Output every entry exactly, without any pictures.

═════ Data under study ═════

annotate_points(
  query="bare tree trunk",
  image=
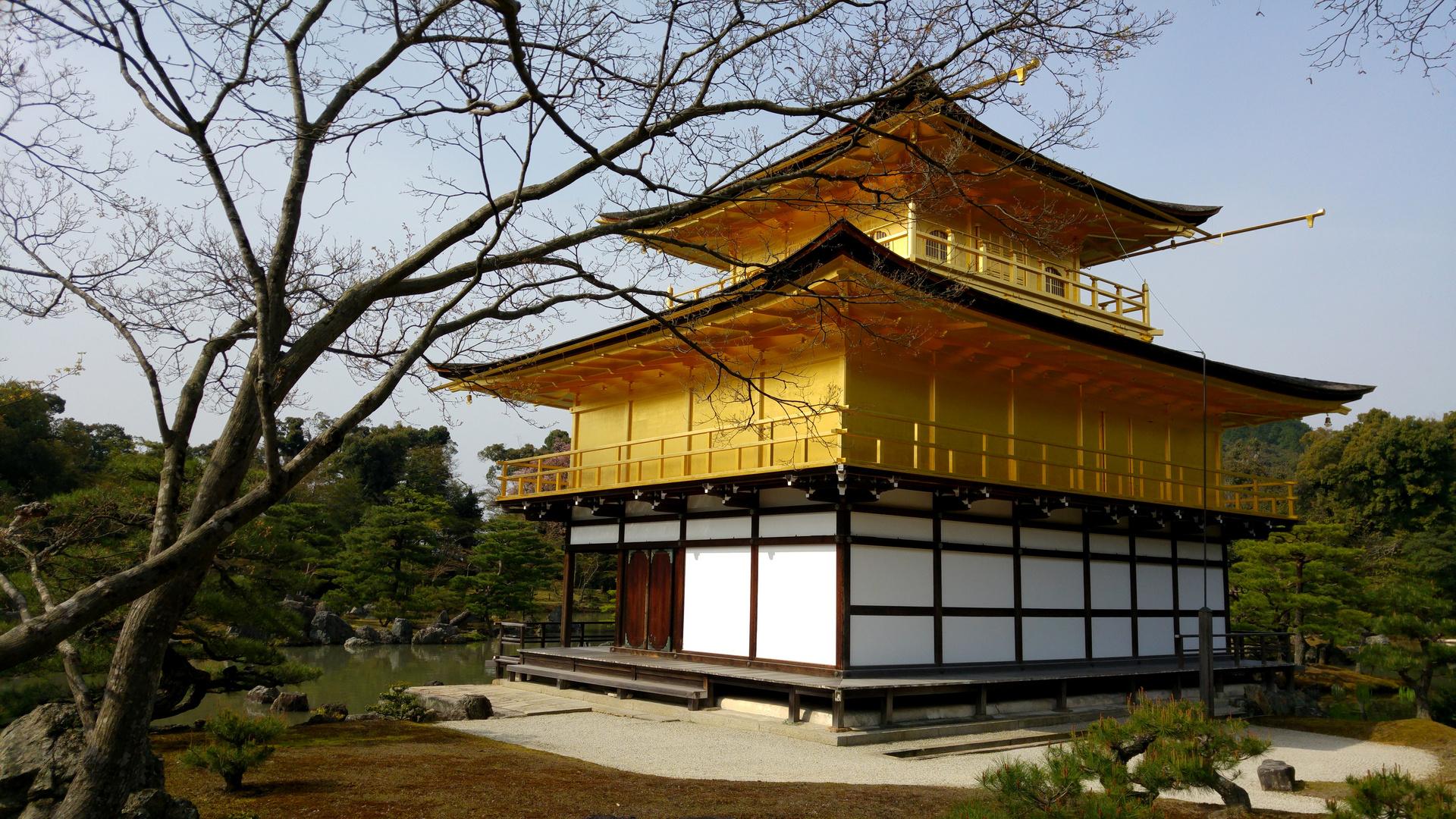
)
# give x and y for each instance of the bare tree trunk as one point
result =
(1231, 793)
(120, 752)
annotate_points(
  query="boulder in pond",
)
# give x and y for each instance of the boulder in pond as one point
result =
(290, 701)
(329, 629)
(430, 635)
(41, 754)
(264, 694)
(400, 630)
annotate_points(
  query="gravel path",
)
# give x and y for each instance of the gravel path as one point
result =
(708, 752)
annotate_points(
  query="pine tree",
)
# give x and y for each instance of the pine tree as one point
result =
(1419, 623)
(1302, 582)
(513, 561)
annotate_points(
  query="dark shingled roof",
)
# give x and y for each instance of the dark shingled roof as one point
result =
(987, 139)
(843, 240)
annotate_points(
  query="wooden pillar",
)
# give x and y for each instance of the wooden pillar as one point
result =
(568, 577)
(1206, 657)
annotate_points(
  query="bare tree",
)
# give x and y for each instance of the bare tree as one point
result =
(533, 120)
(1404, 31)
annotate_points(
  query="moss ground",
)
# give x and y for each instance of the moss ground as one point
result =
(1414, 733)
(383, 770)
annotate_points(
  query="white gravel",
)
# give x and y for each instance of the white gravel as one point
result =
(708, 752)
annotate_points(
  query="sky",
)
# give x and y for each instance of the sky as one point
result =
(1223, 110)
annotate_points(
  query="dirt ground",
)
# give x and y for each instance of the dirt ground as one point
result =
(405, 771)
(1413, 733)
(383, 770)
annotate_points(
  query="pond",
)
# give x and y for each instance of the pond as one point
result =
(356, 676)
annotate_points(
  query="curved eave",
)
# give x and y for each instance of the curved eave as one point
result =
(843, 240)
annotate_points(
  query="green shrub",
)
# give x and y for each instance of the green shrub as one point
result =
(398, 704)
(1175, 745)
(237, 744)
(1392, 795)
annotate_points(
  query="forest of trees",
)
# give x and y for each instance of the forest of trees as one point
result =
(386, 523)
(1373, 564)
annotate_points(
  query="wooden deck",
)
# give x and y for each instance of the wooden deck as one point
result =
(908, 684)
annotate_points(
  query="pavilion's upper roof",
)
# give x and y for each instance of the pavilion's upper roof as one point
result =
(934, 108)
(845, 242)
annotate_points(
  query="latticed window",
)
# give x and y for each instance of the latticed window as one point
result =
(1055, 283)
(937, 248)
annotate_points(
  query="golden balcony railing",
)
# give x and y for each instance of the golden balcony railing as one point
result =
(899, 445)
(1015, 273)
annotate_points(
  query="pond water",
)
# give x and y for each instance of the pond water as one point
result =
(356, 676)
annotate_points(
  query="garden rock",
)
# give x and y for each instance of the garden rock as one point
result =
(328, 713)
(300, 608)
(41, 754)
(329, 629)
(264, 694)
(246, 632)
(1276, 774)
(430, 635)
(400, 630)
(290, 701)
(468, 707)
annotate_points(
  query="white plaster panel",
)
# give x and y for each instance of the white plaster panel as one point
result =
(783, 496)
(797, 604)
(1050, 539)
(1194, 550)
(1109, 544)
(1053, 639)
(979, 639)
(1111, 637)
(1155, 547)
(976, 580)
(1190, 626)
(890, 576)
(1155, 635)
(1050, 583)
(1111, 586)
(715, 599)
(705, 503)
(906, 499)
(655, 531)
(979, 534)
(718, 528)
(892, 640)
(1191, 589)
(797, 525)
(582, 535)
(1155, 586)
(892, 526)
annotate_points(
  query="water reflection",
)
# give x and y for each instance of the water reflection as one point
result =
(356, 676)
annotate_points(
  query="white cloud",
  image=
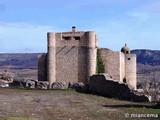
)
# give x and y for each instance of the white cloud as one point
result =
(22, 37)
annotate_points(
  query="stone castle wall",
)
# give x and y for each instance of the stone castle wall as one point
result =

═════

* _Answer for the task_
annotate_points(
  query="bare tree trunk",
  image=
)
# give x and y for each instance of the bare tree trunk as one point
result =
(1231, 793)
(120, 752)
annotate_points(
  query="boulder in pond",
)
# give x and y for each instance of the boulder in pond as one point
result =
(290, 701)
(329, 629)
(430, 635)
(41, 754)
(264, 694)
(400, 630)
annotate_points(
  query="gravel path",
)
# give x and y for each instance of the gravel path as one point
result =
(708, 752)
annotate_points(
  query="pine tree",
)
# give x and y for each instance of the pine tree as one point
result =
(1419, 623)
(1302, 582)
(513, 561)
annotate_points(
  query="dark shingled roof",
)
# give x and y for each instance of the dark shingled roof as one point
result =
(987, 139)
(843, 240)
annotate_points(
  query="wooden pillar",
)
# give x and y for each instance of the wooden pillar as one point
result =
(568, 577)
(1206, 657)
annotate_points(
  query="bare tree",
)
# give x and y for each instance of the bare tree as one point
result =
(533, 120)
(1404, 31)
annotate_points(
  query="moss ground",
)
# give x and y for each instance of the moss ground as one point
result =
(1414, 733)
(383, 770)
annotate_points(
  query="white gravel",
)
# give x and y for each instance of the white gravel as one point
result =
(708, 752)
annotate_points(
  query="sky",
)
# give x and y for each instance of the sky as one point
result =
(1223, 110)
annotate_points(
  query="dirt ground",
)
# give x and y for each instance of the dirt ground as one point
result =
(405, 771)
(1413, 733)
(383, 770)
annotate_points(
  query="pond",
)
# give x and y for each instance of the pond as one point
result =
(356, 676)
annotate_points(
  query="curved eave",
)
# give x and y for each instance of the curved eave as one point
result =
(843, 240)
annotate_points(
  query="green shrub",
)
# give x and y for each instance of the green shrub as one point
result =
(398, 704)
(1175, 745)
(237, 744)
(1392, 795)
annotate_points(
  query="forest of trees",
)
# give x and y for each instance of the forest of trees as one point
result =
(386, 523)
(1373, 564)
annotate_points(
  query="wooden deck",
)
# give x and y for each instance of the wooden deck as one point
result =
(908, 684)
annotate_points(
  query="pavilion's upper roof",
)
# give x and y for each instance of the pavilion's upper roof as one point
result =
(934, 108)
(845, 242)
annotate_points(
  query="latticed window",
)
# give x and y for each instance of the latticed window as one point
result =
(1055, 283)
(937, 248)
annotate_points(
  query="golden balcony railing",
)
# give x and y for each instance of the golden balcony railing as one point
result =
(899, 445)
(1015, 273)
annotate_points(
  query="pond water",
)
# give x and y for each instance of the pond water as one point
result =
(356, 676)
annotate_points(
  query="garden rock",
)
# give x and y for each instance of the garden rock as one point
result =
(328, 713)
(300, 608)
(41, 754)
(329, 629)
(264, 694)
(246, 632)
(1276, 774)
(430, 635)
(400, 630)
(290, 701)
(468, 707)
annotate_points(
  query="white plaster panel",
)
# give x and y for each instance of the white plaster panel as one point
result =
(783, 496)
(797, 604)
(1050, 539)
(1194, 550)
(1109, 544)
(1053, 639)
(979, 639)
(1111, 637)
(1155, 547)
(976, 580)
(1190, 626)
(890, 576)
(1155, 635)
(1050, 583)
(1111, 586)
(715, 599)
(705, 503)
(906, 499)
(655, 531)
(979, 534)
(718, 528)
(892, 640)
(1191, 589)
(797, 525)
(582, 535)
(1155, 586)
(892, 526)
annotate_points(
  query="water reflection",
)
# give x and y for each instance of the water reflection as one point
result =
(356, 676)
annotate_points(
  query="white cloud",
  image=
)
# give x and y for each instance of the white cloud as one point
result =
(22, 37)
annotate_points(
  query="stone castle wall",
)
# give x and y for each instance of the stone castle wall as one point
result =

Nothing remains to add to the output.